Given problem ▸
Show every line from the records below that contains the string "stone", matching case exactly.

------ Extracted entries

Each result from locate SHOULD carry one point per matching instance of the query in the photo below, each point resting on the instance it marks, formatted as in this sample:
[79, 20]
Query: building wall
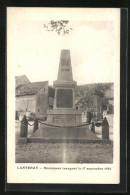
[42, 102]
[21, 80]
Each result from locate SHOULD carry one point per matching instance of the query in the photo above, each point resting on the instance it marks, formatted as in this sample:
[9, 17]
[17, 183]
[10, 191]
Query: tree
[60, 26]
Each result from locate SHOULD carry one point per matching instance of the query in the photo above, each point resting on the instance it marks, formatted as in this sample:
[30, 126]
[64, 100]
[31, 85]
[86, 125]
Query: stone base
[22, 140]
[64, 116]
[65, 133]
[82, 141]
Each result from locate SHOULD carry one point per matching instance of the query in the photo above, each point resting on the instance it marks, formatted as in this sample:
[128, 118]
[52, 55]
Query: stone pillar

------------
------ Extracted entries

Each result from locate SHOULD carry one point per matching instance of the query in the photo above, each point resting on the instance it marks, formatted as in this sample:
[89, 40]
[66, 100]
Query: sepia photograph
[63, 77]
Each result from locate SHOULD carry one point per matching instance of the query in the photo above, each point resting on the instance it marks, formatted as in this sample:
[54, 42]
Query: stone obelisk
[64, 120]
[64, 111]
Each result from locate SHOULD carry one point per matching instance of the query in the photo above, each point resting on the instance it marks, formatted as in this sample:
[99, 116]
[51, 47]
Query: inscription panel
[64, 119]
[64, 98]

------------
------ Extracted entries

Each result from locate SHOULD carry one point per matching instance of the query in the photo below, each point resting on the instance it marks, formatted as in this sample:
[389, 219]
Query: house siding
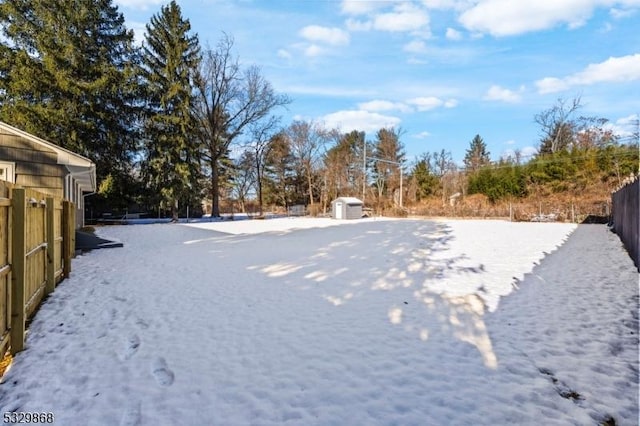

------------

Right answer ▸
Query: stone base
Query: stone pillar
Query: stone obelisk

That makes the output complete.